労働基準法に定める年次有給休暇に関する次の記述のうち、誤っているものはどれか。

(A)年次有給休暇の権利は、労働基準法第39条所定の要件を満たすことによって法律上当然に労働者に生ずる権利であって、労働者の請求をまって始めて生ずるものではないとするのが最高裁判所の判例である。

(B)労働基準法第39条に基づく年次有給休暇の権利は、雇入れの日から3か月しか経たない労働者に対しては発生しない。

(C)労働者の年次有給休暇の時季指定に対し、労働基準法の趣旨として、使用者は、できるだけ労働者が指定した時季に休暇をとれるよう状況に応じた配慮をすることが要請されているものとみることができるとするのが最高裁判所の判例である。

(D)労働基準法第39条第6項の規定に基づき、労使協定により年次有給休暇の計画的付与の定めがなされた場合には、使用者は、年次有給休暇の日数のうち5日を超える部分については、労働者の時季指定にかかわらず、当該労使協定の定めに従って年次有給休暇を付与することができる。(一部改正)

(E)使用者は、労働基準法附則第136条の規定により、年次有給休暇を取得した労働者に対して、賃金の減額その他不利益な取扱いをしないようにしなければならないとされているが、不利益な取扱いの理由について行政官庁の認定を受けた場合は、この規定は適用されない。



■解説

(A)正解
林野庁白石営林署事件(昭和48年3月2日最高裁判決)
最高裁判所は、年次有給休暇について「労基法39条1、2項の要件が充足されたときは、当該労働者は法律上当然に右各項所定日数の年次有給休暇の権利を取得し、使用者はこれを与える義務を負うのであるが、この年次休暇権を具体的に行使するにあたっては、同法は、まず労働者において休暇の時季を「請求」すべく、これに対し使用者は、同条3項但書の事由が存する場合には、これを他の時季に変更させることができるものとしている。かくのごとく、労基法は同条3項において「請求」という語を用いているけれども、年次有給休暇の権利は、前述のように、同条1、2項の要件が充足されることによって法律上当然に労働者に生ずる権利であって、労働者の請求をまって始めて生ずるものではなく、また、同条3項にいう「請求」とは、休暇の時季にのみかかる文言であって、その趣旨は、休暇の時季の「指定」にほかならないものと解すべきである。」と判示した。
よって、問題文は正解となる。
--------------------------------
- _設問一覧_
a) 本文について、次の問いに答えてください。
(i) (D)の記述によると、計画的付与の対象となるのは年次有給休暇の日数のうち何日を超える部分ですか。
(ii) 解説で挙げられている最高裁判所の判例は、何という事件ですか。
(iii) その最高裁判決は、いつ出されましたか。
b) 本文の「労働基準法に定める年次有給休暇に関する次の記述のうち、誤っているものはどれか。」から下の「できるとするのが最高裁判所の判例である。」までをそのまま書き写してください。
c) 本文で記号を付けて示されている記述について、その記号をすべて挙げてください。

- _位置注釈の記録_
--------------------------------
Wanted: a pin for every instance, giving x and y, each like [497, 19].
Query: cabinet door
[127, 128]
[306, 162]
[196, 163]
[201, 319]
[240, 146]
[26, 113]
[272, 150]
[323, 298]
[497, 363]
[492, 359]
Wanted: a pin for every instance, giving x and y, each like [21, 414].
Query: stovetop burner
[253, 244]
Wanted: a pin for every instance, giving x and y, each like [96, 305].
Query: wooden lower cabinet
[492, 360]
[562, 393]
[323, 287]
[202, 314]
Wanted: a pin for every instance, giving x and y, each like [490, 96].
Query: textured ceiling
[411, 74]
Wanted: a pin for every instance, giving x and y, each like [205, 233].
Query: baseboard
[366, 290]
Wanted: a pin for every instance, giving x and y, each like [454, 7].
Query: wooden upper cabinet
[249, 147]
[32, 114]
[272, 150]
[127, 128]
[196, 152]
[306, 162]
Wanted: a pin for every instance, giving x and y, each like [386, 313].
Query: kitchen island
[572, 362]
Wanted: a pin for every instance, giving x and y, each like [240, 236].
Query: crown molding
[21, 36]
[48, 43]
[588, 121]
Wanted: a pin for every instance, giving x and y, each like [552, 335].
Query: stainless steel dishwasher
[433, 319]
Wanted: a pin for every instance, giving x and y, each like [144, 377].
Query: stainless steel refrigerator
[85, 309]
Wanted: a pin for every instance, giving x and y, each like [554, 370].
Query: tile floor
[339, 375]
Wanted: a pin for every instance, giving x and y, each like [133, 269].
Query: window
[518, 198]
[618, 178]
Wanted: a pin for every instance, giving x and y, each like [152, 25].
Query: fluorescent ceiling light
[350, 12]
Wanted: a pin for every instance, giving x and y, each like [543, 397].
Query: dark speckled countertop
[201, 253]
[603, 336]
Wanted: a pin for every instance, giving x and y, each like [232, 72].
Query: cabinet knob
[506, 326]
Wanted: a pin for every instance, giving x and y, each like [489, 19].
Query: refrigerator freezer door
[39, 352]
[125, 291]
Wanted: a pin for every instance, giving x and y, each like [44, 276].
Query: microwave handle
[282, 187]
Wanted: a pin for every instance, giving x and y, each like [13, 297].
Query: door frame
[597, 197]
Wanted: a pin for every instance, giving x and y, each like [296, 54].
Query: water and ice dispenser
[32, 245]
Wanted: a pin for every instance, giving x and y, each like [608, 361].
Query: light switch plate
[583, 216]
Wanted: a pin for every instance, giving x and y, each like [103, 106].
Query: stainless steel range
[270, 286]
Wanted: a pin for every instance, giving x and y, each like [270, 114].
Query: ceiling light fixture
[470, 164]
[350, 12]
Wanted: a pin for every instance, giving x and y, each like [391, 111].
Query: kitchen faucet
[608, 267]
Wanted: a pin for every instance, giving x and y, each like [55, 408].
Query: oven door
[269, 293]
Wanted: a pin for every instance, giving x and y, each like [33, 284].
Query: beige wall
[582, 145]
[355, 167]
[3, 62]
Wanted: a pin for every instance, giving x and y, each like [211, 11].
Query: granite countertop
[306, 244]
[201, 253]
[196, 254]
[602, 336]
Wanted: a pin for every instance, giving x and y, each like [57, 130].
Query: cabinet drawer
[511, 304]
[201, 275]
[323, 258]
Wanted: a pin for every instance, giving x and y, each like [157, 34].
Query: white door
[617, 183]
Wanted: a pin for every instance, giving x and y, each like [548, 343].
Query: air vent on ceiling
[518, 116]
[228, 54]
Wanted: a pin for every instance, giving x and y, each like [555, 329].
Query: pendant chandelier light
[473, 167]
--------------------------------
- _設問別の解答_
a)
(i) 5日
(ii) 林野庁白石営林署事件
(iii) 昭和48年3月2日

b)
労働基準法に定める年次有給休暇に関する次の記述のうち、誤っているものはどれか。

(A)年次有給休暇の権利は、労働基準法第39条所定の要件を満たすことによって法律上当然に労働者に生ずる権利であって、労働者の請求をまって始めて生ずるものではないとするのが最高裁判所の判例である。

(B)労働基準法第39条に基づく年次有給休暇の権利は、雇入れの日から3か月しか経たない労働者に対しては発生しない。

(C)労働者の年次有給休暇の時季指定に対し、労働基準法の趣旨として、使用者は、できるだけ労働者が指定した時季に休暇をとれるよう状況に応じた配慮をすることが要請されているものとみることができるとするのが最高裁判所の判例である。

c) (A)、(B)、(C)、(D)、(E)